Description of the task >> Reproduce the material in full, exactly as written.

Input >>
^^^^^^^^^^^^^^^^

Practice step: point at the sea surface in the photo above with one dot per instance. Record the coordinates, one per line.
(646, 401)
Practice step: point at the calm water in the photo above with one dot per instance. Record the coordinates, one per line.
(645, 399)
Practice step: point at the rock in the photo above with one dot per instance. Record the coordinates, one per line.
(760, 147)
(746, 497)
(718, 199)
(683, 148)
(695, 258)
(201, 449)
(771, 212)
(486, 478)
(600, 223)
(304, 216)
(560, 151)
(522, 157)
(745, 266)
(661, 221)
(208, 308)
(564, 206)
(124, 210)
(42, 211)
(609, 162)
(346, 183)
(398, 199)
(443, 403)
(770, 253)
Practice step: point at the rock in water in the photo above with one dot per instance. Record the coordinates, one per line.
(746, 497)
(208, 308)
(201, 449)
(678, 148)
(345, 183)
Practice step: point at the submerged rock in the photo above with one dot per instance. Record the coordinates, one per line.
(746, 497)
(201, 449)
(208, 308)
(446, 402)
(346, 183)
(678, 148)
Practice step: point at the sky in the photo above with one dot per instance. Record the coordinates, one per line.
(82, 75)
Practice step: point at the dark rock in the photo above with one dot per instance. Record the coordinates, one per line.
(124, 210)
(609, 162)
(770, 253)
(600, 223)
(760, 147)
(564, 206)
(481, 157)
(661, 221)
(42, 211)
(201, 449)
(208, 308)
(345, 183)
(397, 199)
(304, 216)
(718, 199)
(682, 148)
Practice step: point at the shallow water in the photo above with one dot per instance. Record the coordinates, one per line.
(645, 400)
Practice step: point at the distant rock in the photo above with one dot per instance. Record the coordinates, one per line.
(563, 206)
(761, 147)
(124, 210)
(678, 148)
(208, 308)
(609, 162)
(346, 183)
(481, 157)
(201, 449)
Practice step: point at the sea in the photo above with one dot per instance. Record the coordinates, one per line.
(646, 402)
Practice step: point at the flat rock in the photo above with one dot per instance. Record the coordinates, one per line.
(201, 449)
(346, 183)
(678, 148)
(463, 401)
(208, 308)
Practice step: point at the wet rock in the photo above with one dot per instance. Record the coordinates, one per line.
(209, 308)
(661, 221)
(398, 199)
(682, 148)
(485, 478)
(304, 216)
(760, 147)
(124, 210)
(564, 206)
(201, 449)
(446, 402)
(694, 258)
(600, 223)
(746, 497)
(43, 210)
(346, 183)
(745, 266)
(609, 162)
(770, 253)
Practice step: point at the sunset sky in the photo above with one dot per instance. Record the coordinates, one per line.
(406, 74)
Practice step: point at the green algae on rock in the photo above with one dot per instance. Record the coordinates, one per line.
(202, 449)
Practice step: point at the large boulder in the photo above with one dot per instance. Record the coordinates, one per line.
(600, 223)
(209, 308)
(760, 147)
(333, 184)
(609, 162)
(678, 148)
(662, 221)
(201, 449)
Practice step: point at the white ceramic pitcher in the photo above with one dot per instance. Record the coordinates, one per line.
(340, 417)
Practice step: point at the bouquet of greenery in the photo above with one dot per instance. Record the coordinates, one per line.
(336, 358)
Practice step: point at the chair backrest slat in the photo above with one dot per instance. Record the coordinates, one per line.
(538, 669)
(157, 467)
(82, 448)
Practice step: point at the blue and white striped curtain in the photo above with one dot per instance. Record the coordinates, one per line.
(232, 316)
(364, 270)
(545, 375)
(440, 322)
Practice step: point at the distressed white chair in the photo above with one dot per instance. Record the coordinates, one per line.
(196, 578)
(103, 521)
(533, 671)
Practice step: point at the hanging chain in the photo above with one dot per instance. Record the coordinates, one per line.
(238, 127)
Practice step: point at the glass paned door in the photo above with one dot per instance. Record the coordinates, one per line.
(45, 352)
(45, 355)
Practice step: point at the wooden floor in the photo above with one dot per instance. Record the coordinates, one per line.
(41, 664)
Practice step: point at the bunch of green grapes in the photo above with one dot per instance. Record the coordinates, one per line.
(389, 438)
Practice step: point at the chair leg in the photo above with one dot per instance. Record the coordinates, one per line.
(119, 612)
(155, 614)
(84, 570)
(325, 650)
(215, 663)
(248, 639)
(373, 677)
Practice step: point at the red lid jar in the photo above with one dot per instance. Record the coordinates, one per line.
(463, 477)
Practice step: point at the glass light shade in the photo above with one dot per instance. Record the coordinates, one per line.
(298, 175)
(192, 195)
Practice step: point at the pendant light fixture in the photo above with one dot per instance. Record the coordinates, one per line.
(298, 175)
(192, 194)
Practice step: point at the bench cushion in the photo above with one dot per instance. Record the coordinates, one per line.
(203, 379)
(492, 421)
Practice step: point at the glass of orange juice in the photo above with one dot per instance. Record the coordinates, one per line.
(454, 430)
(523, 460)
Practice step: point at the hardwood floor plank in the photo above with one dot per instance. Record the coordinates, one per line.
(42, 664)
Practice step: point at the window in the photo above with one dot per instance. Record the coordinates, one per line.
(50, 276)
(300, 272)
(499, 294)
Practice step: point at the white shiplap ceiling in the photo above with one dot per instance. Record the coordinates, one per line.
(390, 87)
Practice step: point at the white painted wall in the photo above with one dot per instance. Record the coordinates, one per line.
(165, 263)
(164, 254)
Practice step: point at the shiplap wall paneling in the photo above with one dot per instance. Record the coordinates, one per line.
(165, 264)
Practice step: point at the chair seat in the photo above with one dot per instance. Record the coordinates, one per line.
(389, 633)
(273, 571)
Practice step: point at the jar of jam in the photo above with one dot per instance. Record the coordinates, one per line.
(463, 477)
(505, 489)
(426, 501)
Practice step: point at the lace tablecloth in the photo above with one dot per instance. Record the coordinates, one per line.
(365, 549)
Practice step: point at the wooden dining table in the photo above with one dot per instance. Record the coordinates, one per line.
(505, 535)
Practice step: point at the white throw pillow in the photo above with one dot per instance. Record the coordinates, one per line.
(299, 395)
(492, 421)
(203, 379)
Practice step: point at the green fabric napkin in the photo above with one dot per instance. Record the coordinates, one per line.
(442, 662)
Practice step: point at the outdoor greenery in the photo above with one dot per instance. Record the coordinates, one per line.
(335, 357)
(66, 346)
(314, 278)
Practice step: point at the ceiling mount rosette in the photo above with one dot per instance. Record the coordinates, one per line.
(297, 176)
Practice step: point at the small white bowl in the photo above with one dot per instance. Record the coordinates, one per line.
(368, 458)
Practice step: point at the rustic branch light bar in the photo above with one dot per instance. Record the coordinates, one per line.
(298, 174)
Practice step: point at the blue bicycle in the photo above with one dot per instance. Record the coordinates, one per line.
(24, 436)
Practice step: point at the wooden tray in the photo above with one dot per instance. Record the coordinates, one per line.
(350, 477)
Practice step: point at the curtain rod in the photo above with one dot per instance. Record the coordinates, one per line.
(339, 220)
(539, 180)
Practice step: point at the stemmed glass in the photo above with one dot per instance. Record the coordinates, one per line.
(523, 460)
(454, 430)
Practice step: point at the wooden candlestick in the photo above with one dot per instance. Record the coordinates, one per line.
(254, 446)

^^^^^^^^^^^^^^^^

Solution for this task >>
Practice step: point at the sea surface in the photo above with one dot per instance. Record the coordinates, one per line.
(646, 401)
Practice step: point at the calm water in the photo above with one dot per instance. Record the coordinates, one per line.
(645, 399)
Practice step: point at the rock in the photo above with one dot per instance. Record the coordinates, one per line.
(760, 147)
(746, 497)
(718, 199)
(683, 148)
(695, 258)
(201, 449)
(771, 212)
(486, 478)
(600, 223)
(304, 216)
(560, 151)
(522, 157)
(745, 266)
(661, 221)
(208, 308)
(564, 206)
(124, 210)
(42, 211)
(609, 162)
(346, 183)
(398, 199)
(443, 403)
(770, 253)
Practice step: point at the rock in water in the photo above with one dot per instance. Record the coordinates, one per line.
(746, 497)
(208, 308)
(201, 449)
(678, 148)
(345, 183)
Practice step: point at the submerged rock in the photo above with one dot per instance. Record the coordinates, one per line.
(746, 497)
(201, 449)
(208, 308)
(446, 402)
(346, 183)
(678, 148)
Practice step: point at the sky in the photo above with one dot per instance. Record the coordinates, one per line.
(82, 75)
Practice step: point at the dark rock in the photo above with one dot per instance. Record the coordinates, one per line.
(124, 210)
(609, 162)
(770, 253)
(600, 223)
(760, 147)
(564, 206)
(481, 157)
(661, 221)
(42, 211)
(201, 449)
(208, 308)
(345, 183)
(397, 199)
(304, 216)
(718, 199)
(682, 148)
Practice step: point at the shallow water in the photo above with one dot per instance. Record the coordinates, one per line.
(645, 400)
Practice step: point at the distant rock in the photo above with one dot per instance. Record the coordinates, one per line.
(563, 206)
(761, 147)
(124, 210)
(678, 148)
(208, 308)
(609, 162)
(346, 183)
(481, 157)
(201, 449)
Practice step: point at the sea in the photo above with one dot per instance. Record the coordinates, one per line.
(646, 402)
Practice step: point at the flat rock in the photo above with one dot per instance. Record the coordinates, one per line.
(201, 449)
(346, 183)
(678, 148)
(463, 401)
(208, 308)
Practice step: point at the wet rock in the photo above with one dot per instance. Record the coordinates, one per line.
(209, 308)
(661, 221)
(398, 199)
(682, 148)
(485, 478)
(304, 216)
(760, 147)
(124, 210)
(564, 206)
(201, 449)
(446, 402)
(694, 258)
(600, 223)
(746, 497)
(43, 210)
(346, 183)
(745, 266)
(609, 162)
(770, 253)
Practice step: point at the sunset sky in the photo above with one dot per instance. Record the coordinates, one per line.
(406, 74)
Practice step: point at the green algae on rock in the photo above with one dot per instance. Record the coordinates, one per line.
(202, 449)
Practice step: point at the large boulder in the photo above with one dot per instance. Record the coordinates, one per line.
(600, 223)
(209, 308)
(760, 147)
(333, 184)
(609, 162)
(678, 148)
(662, 221)
(201, 449)
Practice step: point at the white ceramic pitcher in the photo above with one dot per instance. Record the coordinates, one per line.
(340, 417)
Practice step: point at the bouquet of greenery in the photo above with one dot per instance. Record the coordinates, one per line.
(336, 358)
Practice step: point at the chair backrest slat in the photo above with one dot per instance. Record the coordinates, one per line.
(538, 669)
(157, 467)
(82, 448)
Practice step: point at the blue and white striped curtain in the photo above with one dot per instance. Record the coordinates, one per line.
(232, 316)
(364, 270)
(545, 375)
(440, 322)
Practice step: point at the distressed white chair in the photo above with one dot per instance. Record the coordinates, one per line.
(196, 578)
(103, 521)
(533, 671)
Practice step: point at the hanging chain in the photo above with one dot per instance. Record the coordinates, one per line.
(238, 127)
Practice step: point at the glass paned door in the photo above with one dot per instance. Record the coordinates, one per line.
(45, 352)
(45, 355)
Practice step: point at the wooden floor in the photo above with one dot per instance. Record the coordinates, one per line.
(41, 664)
Practice step: point at the bunch of green grapes in the photo above with one dot per instance. Record the coordinates, one per line.
(389, 438)
Practice step: point at the chair leg in the photo above with one dot per instance. Record the coordinates, one per line.
(119, 612)
(155, 614)
(84, 570)
(325, 650)
(215, 663)
(248, 639)
(373, 677)
Practice step: point at the red lid jar in the photo above with one dot per instance. Record the coordinates, one per line.
(463, 477)
Practice step: point at the glass light shade in the photo above with one dot per instance. Record the coordinates, one per line.
(298, 175)
(192, 195)
Practice step: point at the pendant light fixture in the photo above with one dot per instance. Record the coordinates, one per line.
(298, 175)
(192, 194)
Practice step: point at the bench cushion in the photo above with one dot per instance. Record the coordinates, one per line.
(203, 379)
(492, 421)
Practice step: point at the glass of orange juice in the photo above with one dot per instance. Record the coordinates, one per line.
(454, 430)
(523, 460)
Practice step: point at the hardwood floor plank in the photo above with one dot per instance. Record the coordinates, one per line.
(42, 664)
Practice step: point at the window in the photo above with one dot per instance. Record the coordinates, one per line.
(50, 276)
(300, 272)
(499, 294)
Practice step: point at the white shiplap ceiling in the photo above with one dot per instance. Record the coordinates, one per line.
(390, 87)
Practice step: point at the white painted wall in the photo above with one dot per instance. Record the coordinates, one per line.
(165, 263)
(164, 254)
Practice step: point at the shiplap wall paneling in the photo above with one dot per instance. Record the coordinates, one per line.
(165, 264)
Practice step: point at the chair seat in the photo above with one dot per instance. Record the coordinates, one per line.
(389, 633)
(273, 571)
Practice step: point at the jar of jam in the photo above with one dot per instance. Record the coordinates, one per line.
(463, 477)
(505, 489)
(426, 501)
Practice step: point at the lace tablecloth in the photo above with one dot per instance. Record the coordinates, one per line.
(365, 549)
Practice step: point at the wooden dining table in the photo above with one dot per instance. Record the coordinates, one per line.
(505, 535)
Practice step: point at the white throw pillow in the photo above with one dot per instance. Record the coordinates, one per line.
(299, 395)
(492, 421)
(203, 379)
Practice step: point at the green fabric napkin in the photo above with one dot per instance. Record the coordinates, one per line.
(442, 662)
Practice step: point at the outdoor greenery in the photo above with one dot per instance. Record the coordinates, one per line.
(335, 357)
(66, 346)
(314, 278)
Practice step: point at the ceiling mount rosette in the photo above with one dot per instance. Record the coordinates, one per line.
(297, 176)
Practice step: point at the small white bowl in the photo above with one dot per instance. Record the coordinates, one per line.
(368, 458)
Practice step: point at the rustic branch light bar in the photo above with one dot per instance. Record the coordinates, one per line.
(298, 174)
Practice step: point at the blue bicycle in the photo above with one dot per instance. Record the coordinates, one per line.
(24, 436)
Practice step: point at the wooden tray in the photo above with one dot per instance. Record the coordinates, one per line.
(350, 477)
Practice step: point at the curtain rod in the photo above with one dot per instance. Record the coordinates, one per line.
(339, 220)
(539, 180)
Practice step: point at the stemmed glass in the photo above with one dot per instance. Record the coordinates, one per line.
(523, 460)
(454, 430)
Practice step: point at the wooden candlestick in the photo above with one dot per instance. Record the coordinates, one per line.
(254, 446)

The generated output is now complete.